• EXTRACTED DATA:
────────────────────────────────────────

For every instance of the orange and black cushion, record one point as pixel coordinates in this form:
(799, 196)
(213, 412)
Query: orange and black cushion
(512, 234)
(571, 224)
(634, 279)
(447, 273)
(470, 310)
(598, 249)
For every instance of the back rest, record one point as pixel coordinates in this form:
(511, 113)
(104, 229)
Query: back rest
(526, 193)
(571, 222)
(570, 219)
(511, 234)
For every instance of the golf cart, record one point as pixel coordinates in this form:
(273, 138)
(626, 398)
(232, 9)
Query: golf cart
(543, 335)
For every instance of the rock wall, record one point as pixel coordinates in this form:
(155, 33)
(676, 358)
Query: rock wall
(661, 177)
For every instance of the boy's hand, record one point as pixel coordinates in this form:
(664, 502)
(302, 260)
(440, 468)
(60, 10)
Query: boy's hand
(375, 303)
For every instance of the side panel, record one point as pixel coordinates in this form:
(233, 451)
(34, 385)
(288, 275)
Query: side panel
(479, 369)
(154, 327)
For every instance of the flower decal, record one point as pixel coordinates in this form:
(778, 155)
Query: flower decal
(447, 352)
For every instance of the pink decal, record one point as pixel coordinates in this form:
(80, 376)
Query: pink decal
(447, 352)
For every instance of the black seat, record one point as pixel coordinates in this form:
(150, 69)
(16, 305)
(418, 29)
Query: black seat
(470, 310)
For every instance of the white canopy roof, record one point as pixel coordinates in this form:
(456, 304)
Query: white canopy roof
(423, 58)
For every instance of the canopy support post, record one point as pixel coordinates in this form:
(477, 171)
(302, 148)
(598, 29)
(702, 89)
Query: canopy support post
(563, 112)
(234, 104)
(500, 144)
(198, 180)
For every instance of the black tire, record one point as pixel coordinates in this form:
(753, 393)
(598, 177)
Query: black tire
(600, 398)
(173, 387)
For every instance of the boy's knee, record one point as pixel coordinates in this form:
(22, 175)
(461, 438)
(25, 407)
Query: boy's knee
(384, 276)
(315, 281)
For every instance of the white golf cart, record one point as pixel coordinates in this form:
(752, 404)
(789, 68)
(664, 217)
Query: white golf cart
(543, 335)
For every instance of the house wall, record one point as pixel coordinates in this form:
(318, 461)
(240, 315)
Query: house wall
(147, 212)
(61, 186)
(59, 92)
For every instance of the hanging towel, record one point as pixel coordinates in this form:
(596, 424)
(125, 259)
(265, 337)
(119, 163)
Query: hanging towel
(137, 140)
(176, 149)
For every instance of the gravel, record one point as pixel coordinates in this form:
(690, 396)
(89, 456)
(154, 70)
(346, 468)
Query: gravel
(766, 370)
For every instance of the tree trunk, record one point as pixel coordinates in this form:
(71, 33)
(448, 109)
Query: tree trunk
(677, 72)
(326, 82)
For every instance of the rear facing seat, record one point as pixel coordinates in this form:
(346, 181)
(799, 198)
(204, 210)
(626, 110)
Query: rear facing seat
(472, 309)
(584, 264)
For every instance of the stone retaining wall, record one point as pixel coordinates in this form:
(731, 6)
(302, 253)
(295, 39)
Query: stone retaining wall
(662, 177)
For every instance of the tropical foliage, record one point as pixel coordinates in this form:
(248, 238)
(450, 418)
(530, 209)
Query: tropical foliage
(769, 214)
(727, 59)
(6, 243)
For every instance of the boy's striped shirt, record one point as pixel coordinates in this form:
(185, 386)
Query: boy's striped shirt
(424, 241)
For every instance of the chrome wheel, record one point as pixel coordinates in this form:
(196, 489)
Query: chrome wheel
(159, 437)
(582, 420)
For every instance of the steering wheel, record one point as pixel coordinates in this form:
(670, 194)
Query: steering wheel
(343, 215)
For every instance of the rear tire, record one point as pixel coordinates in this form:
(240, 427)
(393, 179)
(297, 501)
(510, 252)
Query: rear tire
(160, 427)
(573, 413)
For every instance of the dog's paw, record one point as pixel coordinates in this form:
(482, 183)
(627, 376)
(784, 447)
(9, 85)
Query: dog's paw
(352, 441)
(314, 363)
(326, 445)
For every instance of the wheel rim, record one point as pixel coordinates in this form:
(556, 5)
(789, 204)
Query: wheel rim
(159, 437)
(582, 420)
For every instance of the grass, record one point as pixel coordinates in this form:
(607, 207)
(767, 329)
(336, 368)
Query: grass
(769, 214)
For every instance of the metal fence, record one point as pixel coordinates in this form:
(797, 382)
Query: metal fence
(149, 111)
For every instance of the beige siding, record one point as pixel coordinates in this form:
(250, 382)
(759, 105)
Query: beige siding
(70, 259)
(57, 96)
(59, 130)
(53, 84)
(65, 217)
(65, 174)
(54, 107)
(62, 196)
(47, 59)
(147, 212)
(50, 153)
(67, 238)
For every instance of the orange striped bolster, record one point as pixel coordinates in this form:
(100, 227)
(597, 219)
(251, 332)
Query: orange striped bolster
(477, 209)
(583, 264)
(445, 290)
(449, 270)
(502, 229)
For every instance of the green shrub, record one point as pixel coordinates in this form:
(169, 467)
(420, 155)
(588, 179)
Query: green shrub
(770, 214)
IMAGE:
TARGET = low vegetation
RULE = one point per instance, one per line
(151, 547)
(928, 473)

────────────────────────────────────────

Reproduce exactly, with nothing added, the lines from the one that contains "For every instance of the chrome" to the end of the data.

For every instance of the chrome wheel, record one point as pixel coordinates in this form:
(196, 489)
Query: chrome wheel
(159, 437)
(582, 420)
For every instance of the steering wheel, record one point as pixel coordinates in this form:
(670, 194)
Query: steering wheel
(343, 215)
For every instance of the rear tire, record one point as pixel coordinates in this form:
(240, 427)
(393, 179)
(297, 501)
(510, 252)
Query: rear tire
(160, 427)
(573, 413)
For every instance of the dog's paw, record one point as pixel coordinates in this form:
(482, 183)
(627, 376)
(784, 447)
(9, 85)
Query: dog's paw
(352, 441)
(314, 363)
(326, 445)
For every instance of the wheel rim, record one point as pixel coordinates in this form:
(556, 5)
(789, 204)
Query: wheel rim
(159, 437)
(582, 420)
For every instance of the grass, record one point as pixel coordinates in this form:
(607, 207)
(767, 329)
(336, 368)
Query: grass
(769, 214)
For every instance of the metal fence, record one point as pixel coordinates in this form:
(797, 382)
Query: metal fence
(149, 111)
For every instance of the beige siding, record one point as pixel coordinates in this form:
(250, 382)
(759, 105)
Query: beige siding
(70, 259)
(57, 96)
(59, 130)
(53, 84)
(65, 217)
(65, 174)
(54, 107)
(62, 196)
(47, 59)
(147, 212)
(50, 153)
(67, 238)
For every instance of the orange striped bolster, record one point as pixel coordinates in this form:
(100, 227)
(597, 219)
(251, 332)
Query: orange striped bolster
(477, 209)
(583, 264)
(445, 290)
(449, 270)
(502, 229)
For every instance of the green shrub, record one point as pixel coordinates in this form:
(169, 467)
(420, 155)
(588, 179)
Query: green shrub
(770, 214)
IMAGE:
TARGET = low vegetation
RULE = one point per instance, one per line
(151, 547)
(928, 473)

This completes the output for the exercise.